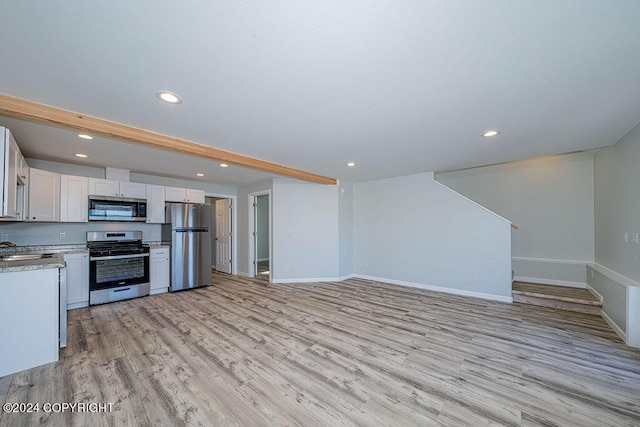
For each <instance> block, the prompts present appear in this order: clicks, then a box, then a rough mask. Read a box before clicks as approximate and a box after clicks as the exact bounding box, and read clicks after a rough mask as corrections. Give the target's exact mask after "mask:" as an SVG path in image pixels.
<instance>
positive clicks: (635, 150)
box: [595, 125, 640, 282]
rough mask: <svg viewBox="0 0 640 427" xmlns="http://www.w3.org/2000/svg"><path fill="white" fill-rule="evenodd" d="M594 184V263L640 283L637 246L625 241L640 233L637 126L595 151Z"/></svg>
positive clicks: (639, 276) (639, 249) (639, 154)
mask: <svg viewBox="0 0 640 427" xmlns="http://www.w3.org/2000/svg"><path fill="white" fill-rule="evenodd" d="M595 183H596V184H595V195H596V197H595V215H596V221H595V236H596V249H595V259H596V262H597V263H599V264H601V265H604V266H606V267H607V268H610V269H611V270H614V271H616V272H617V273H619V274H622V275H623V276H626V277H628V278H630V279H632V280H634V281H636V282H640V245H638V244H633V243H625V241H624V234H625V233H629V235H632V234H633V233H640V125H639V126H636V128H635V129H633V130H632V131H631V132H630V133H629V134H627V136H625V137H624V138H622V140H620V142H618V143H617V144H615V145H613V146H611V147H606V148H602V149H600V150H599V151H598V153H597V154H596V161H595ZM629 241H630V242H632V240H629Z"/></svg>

----------------

__TASK__
Retype each line above exactly and leave out any picture.

__PROBLEM SOLUTION__
For each <instance> block, the prompts present appear in this order: clicks, then a box, then a rough mask. Read a box before clicks as approximate and a box after clicks as the exact bounding box, and read clicks after a rough mask as corrections. Give the target's exact mask after "mask:" as an SVG path in image pixels.
<instance>
positive clicks: (635, 150)
box: [595, 125, 640, 282]
rough mask: <svg viewBox="0 0 640 427" xmlns="http://www.w3.org/2000/svg"><path fill="white" fill-rule="evenodd" d="M594 184V263L640 283L637 246L625 241L640 233L637 126L595 151Z"/></svg>
positive clicks: (639, 276) (639, 249) (639, 154)
mask: <svg viewBox="0 0 640 427" xmlns="http://www.w3.org/2000/svg"><path fill="white" fill-rule="evenodd" d="M595 183H596V184H595V195H596V197H595V215H596V221H595V236H596V249H595V259H596V262H597V263H599V264H601V265H604V266H606V267H607V268H610V269H611V270H614V271H616V272H617V273H619V274H622V275H623V276H626V277H628V278H630V279H632V280H634V281H636V282H640V245H638V244H633V243H625V241H624V234H625V233H629V235H632V234H633V233H640V125H639V126H636V128H635V129H633V130H632V131H631V132H630V133H629V134H627V136H625V137H624V138H622V140H620V142H618V143H617V144H615V145H613V146H611V147H606V148H602V149H600V150H599V151H598V153H597V154H596V161H595ZM629 241H630V242H632V240H629Z"/></svg>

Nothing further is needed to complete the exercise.